• **WHAT IS EXPECTED**:
Rewrite every line of the material below as a JSON list of strings, one string per line, with blank lines omitted. Leave the pictures out.

• **PROVIDED DATA**:
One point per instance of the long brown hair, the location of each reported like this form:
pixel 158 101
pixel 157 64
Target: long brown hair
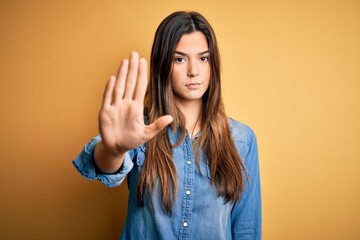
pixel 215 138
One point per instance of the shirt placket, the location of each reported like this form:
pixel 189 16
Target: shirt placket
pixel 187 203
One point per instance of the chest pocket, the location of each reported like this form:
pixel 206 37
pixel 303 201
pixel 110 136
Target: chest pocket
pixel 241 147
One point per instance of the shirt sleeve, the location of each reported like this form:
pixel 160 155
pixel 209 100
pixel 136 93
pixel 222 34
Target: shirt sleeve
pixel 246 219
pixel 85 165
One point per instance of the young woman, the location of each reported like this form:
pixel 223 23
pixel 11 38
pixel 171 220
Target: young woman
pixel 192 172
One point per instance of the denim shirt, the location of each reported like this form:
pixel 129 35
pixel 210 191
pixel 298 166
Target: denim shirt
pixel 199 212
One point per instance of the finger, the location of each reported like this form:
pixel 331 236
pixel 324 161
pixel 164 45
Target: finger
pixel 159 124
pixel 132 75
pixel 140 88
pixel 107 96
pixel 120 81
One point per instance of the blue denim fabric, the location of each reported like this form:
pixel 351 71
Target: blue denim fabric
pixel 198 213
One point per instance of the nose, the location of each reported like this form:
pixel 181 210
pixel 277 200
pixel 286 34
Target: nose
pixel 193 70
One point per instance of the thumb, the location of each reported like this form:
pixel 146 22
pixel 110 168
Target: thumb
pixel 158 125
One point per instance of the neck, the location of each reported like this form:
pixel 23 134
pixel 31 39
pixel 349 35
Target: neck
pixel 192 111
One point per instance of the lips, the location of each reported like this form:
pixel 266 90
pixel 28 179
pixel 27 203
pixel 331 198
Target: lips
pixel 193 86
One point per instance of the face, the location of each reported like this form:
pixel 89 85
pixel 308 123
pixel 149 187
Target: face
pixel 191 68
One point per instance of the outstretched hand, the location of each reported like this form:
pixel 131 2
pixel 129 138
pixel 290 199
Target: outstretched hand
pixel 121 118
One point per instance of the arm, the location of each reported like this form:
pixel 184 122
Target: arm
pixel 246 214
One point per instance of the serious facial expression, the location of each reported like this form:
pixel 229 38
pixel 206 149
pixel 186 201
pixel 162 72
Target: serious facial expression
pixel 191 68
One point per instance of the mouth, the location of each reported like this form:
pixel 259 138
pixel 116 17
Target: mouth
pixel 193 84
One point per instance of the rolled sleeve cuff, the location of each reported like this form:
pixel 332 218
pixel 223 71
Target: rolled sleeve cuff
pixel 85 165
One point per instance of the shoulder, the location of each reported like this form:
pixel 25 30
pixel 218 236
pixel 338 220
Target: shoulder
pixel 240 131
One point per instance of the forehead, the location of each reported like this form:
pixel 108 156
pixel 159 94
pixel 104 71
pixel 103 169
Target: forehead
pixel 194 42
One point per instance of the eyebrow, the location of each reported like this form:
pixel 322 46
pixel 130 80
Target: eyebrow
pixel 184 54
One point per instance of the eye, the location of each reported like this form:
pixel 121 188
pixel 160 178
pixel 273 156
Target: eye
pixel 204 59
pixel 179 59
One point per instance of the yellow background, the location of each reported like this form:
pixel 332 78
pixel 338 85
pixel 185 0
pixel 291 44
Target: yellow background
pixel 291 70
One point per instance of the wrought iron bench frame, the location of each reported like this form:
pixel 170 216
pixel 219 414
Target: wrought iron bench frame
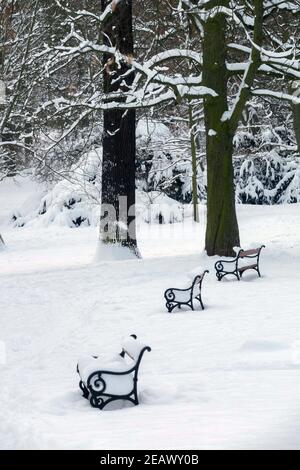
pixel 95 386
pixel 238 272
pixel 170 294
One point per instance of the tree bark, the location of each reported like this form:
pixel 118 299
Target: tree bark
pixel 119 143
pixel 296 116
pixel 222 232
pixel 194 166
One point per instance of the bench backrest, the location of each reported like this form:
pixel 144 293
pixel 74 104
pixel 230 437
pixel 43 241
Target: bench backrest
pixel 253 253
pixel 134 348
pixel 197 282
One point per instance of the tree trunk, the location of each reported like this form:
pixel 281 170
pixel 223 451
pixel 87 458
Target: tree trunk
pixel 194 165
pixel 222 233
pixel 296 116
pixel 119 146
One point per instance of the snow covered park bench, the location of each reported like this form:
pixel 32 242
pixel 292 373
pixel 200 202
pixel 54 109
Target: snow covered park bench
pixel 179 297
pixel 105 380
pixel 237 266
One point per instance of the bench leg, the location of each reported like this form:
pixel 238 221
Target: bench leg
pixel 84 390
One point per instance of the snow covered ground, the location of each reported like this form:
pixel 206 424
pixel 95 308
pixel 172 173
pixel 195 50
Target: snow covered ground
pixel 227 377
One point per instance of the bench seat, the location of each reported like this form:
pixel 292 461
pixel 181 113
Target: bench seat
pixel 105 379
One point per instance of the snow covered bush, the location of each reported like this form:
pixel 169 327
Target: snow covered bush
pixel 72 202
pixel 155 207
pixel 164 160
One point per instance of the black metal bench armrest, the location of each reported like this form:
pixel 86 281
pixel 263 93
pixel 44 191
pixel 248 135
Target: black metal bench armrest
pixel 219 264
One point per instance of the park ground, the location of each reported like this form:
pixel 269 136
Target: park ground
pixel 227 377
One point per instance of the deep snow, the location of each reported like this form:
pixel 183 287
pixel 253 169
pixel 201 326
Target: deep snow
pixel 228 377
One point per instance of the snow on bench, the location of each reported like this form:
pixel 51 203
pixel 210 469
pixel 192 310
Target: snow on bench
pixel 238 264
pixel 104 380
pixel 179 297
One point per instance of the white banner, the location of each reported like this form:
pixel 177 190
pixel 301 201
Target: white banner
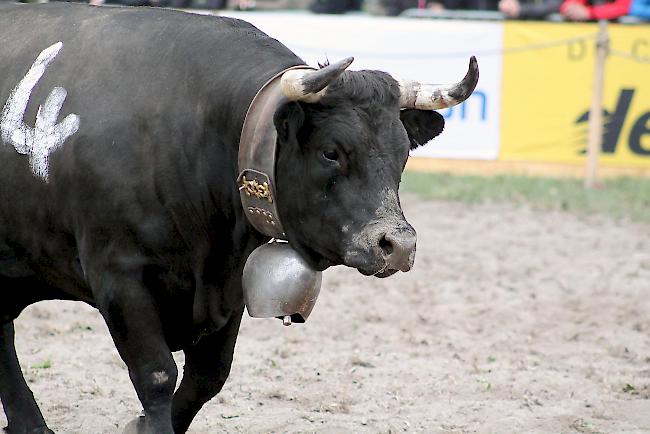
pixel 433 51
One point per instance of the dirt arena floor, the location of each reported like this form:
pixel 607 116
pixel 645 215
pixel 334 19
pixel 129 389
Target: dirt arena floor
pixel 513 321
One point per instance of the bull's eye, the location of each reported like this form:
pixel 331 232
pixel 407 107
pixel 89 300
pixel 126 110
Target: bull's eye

• **RESPONSE FOR THIS EXERCISE**:
[
  "One point per instance of the long brown hair, the location of each reported like this form:",
  "pixel 158 101",
  "pixel 157 64",
  "Target: long brown hair",
  "pixel 215 138",
  "One point per instance of the shirt placket, the location of each reported like this form:",
  "pixel 189 16",
  "Target: shirt placket",
  "pixel 187 203",
  "One point per instance of the chest pocket, the location of each reported like this form:",
  "pixel 206 37",
  "pixel 303 201",
  "pixel 110 136",
  "Target: chest pocket",
  "pixel 241 147",
  "One point per instance of the shirt sleeve, the location of each reported like this form:",
  "pixel 160 155",
  "pixel 209 100",
  "pixel 136 93",
  "pixel 222 34",
  "Target: shirt sleeve",
  "pixel 246 219",
  "pixel 85 165",
  "One point per instance of the young woman, the location of each reported like this form:",
  "pixel 223 23",
  "pixel 11 38",
  "pixel 171 220",
  "Target: young woman",
  "pixel 192 172",
  "One point per instance of the denim shirt, the location of each reported like this form:",
  "pixel 129 35",
  "pixel 210 191",
  "pixel 298 166",
  "Target: denim shirt",
  "pixel 199 212",
  "One point per instance of the finger, the location of each reported like this form:",
  "pixel 331 236",
  "pixel 324 161",
  "pixel 164 45",
  "Target: finger",
  "pixel 159 124",
  "pixel 132 75",
  "pixel 140 88",
  "pixel 107 96",
  "pixel 120 81",
  "One point per instance of the blue denim fabric, the location of each reported like this form:",
  "pixel 351 71",
  "Target: blue denim fabric",
  "pixel 198 213",
  "One point per instance of the nose, the location of each reported like this form:",
  "pixel 181 210",
  "pixel 277 200",
  "pixel 286 34",
  "Target: nose",
  "pixel 193 70",
  "One point per instance of the thumb, the location of each reported like this form:",
  "pixel 146 22",
  "pixel 110 168",
  "Target: thumb",
  "pixel 158 125",
  "One point per instance of the neck, the location of each reported like this form:",
  "pixel 23 134",
  "pixel 31 39",
  "pixel 349 35",
  "Target: neck",
  "pixel 192 111",
  "One point per instance of the lips, the location of each reported like this form:",
  "pixel 266 90",
  "pixel 28 179",
  "pixel 27 203",
  "pixel 331 198",
  "Target: lips",
  "pixel 193 86",
  "One point per instance of the face, the location of each reported like this form:",
  "pixel 89 85",
  "pixel 308 123",
  "pixel 149 187",
  "Target: face",
  "pixel 191 68",
  "One point per instance of the outstretched hand, the location of each reported like this form:",
  "pixel 131 2",
  "pixel 129 138",
  "pixel 290 199",
  "Target: outstretched hand",
  "pixel 121 118",
  "One point per instance of the arm, the location of each reported like this form:",
  "pixel 184 122",
  "Target: arm",
  "pixel 246 214",
  "One point per instance of the serious facial expression, the location of each reported like this form:",
  "pixel 229 38",
  "pixel 206 149",
  "pixel 186 201",
  "pixel 162 72",
  "Target: serious facial expression",
  "pixel 191 68",
  "One point per instance of the mouth, the location of each reported like this form:",
  "pixel 259 138",
  "pixel 116 17",
  "Target: mouth",
  "pixel 193 84",
  "One point per instance of the rolled sleeve cuff, the location of each reported like this form:",
  "pixel 332 218",
  "pixel 223 71",
  "Target: rolled sleeve cuff",
  "pixel 85 165",
  "One point per instance of the shoulder, the location of each reported like this form:",
  "pixel 25 30",
  "pixel 218 236",
  "pixel 338 220",
  "Target: shoulder",
  "pixel 240 131",
  "One point per instance of the forehead, the location of each reported like this form:",
  "pixel 108 156",
  "pixel 159 94",
  "pixel 104 71",
  "pixel 103 169",
  "Target: forehead",
  "pixel 194 42",
  "One point per instance of the eyebrow, the location of each reported like this form:",
  "pixel 322 46",
  "pixel 130 80",
  "Target: eyebrow",
  "pixel 184 54",
  "One point per instance of the eye, the location of each reported like this form:",
  "pixel 121 188",
  "pixel 160 178",
  "pixel 273 156",
  "Target: eye",
  "pixel 204 59",
  "pixel 179 59",
  "One point per instance of the yellow background, the location of each reported like this form:",
  "pixel 332 78",
  "pixel 338 85",
  "pixel 185 0",
  "pixel 291 44",
  "Target: yellow background",
  "pixel 291 70",
  "One point per instance of the wrought iron bench frame, the location of each reported like this form:",
  "pixel 170 216",
  "pixel 219 414",
  "Target: wrought iron bench frame",
  "pixel 95 386",
  "pixel 238 272",
  "pixel 170 294",
  "One point per instance of the tree bark, the location of each reported like this form:",
  "pixel 118 299",
  "Target: tree bark",
  "pixel 119 143",
  "pixel 296 116",
  "pixel 222 232",
  "pixel 194 166",
  "One point per instance of the bench backrest, the location of each reported like this form:",
  "pixel 144 293",
  "pixel 74 104",
  "pixel 230 437",
  "pixel 43 241",
  "Target: bench backrest",
  "pixel 253 253",
  "pixel 134 348",
  "pixel 197 282",
  "One point per instance of the tree trunk, the location of each reported like this form:",
  "pixel 281 170",
  "pixel 223 451",
  "pixel 87 458",
  "Target: tree trunk",
  "pixel 194 165",
  "pixel 222 233",
  "pixel 296 116",
  "pixel 119 146",
  "One point per instance of the snow covered park bench, the location of each reported like this form:",
  "pixel 32 242",
  "pixel 292 373",
  "pixel 200 202",
  "pixel 54 109",
  "Target: snow covered park bench",
  "pixel 179 297",
  "pixel 105 380",
  "pixel 237 266",
  "One point per instance of the bench leg, the location of each reported like this form:",
  "pixel 238 221",
  "Target: bench leg",
  "pixel 84 390",
  "One point per instance of the snow covered ground, the location of each reported like this form:",
  "pixel 206 424",
  "pixel 95 308",
  "pixel 172 173",
  "pixel 195 50",
  "Target: snow covered ground",
  "pixel 227 377",
  "One point per instance of the bench seat, the location of each reported like this form:",
  "pixel 292 461",
  "pixel 181 113",
  "Target: bench seat",
  "pixel 105 379",
  "One point per instance of the snow covered bush, the location of each reported like this form:",
  "pixel 169 327",
  "Target: snow covered bush",
  "pixel 72 202",
  "pixel 155 207",
  "pixel 164 160",
  "One point per instance of the black metal bench armrest, the location of each reported like this form:",
  "pixel 86 281",
  "pixel 263 93",
  "pixel 44 191",
  "pixel 248 135",
  "Target: black metal bench armrest",
  "pixel 219 264",
  "One point per instance of the park ground, the location of each reported like this form:",
  "pixel 269 136",
  "Target: park ground",
  "pixel 227 377",
  "One point per instance of the deep snow, the location of each reported like this form:",
  "pixel 183 287",
  "pixel 253 169",
  "pixel 201 326",
  "Target: deep snow",
  "pixel 228 377",
  "One point per instance of the snow on bench, the location of each reported like this form:",
  "pixel 51 203",
  "pixel 210 469",
  "pixel 192 310",
  "Target: snow on bench",
  "pixel 238 264",
  "pixel 104 380",
  "pixel 179 297",
  "One point per instance of the white banner, the location of each reported like this form:",
  "pixel 177 190",
  "pixel 301 201",
  "Target: white banner",
  "pixel 433 51",
  "One point per instance of the dirt arena floor, the location of each reported like this form:",
  "pixel 607 116",
  "pixel 645 215",
  "pixel 334 19",
  "pixel 129 389",
  "Target: dirt arena floor",
  "pixel 513 321",
  "One point per instance of the bull's eye, the location of each reported like this form:",
  "pixel 331 232",
  "pixel 407 107",
  "pixel 89 300",
  "pixel 126 110",
  "Target: bull's eye"
]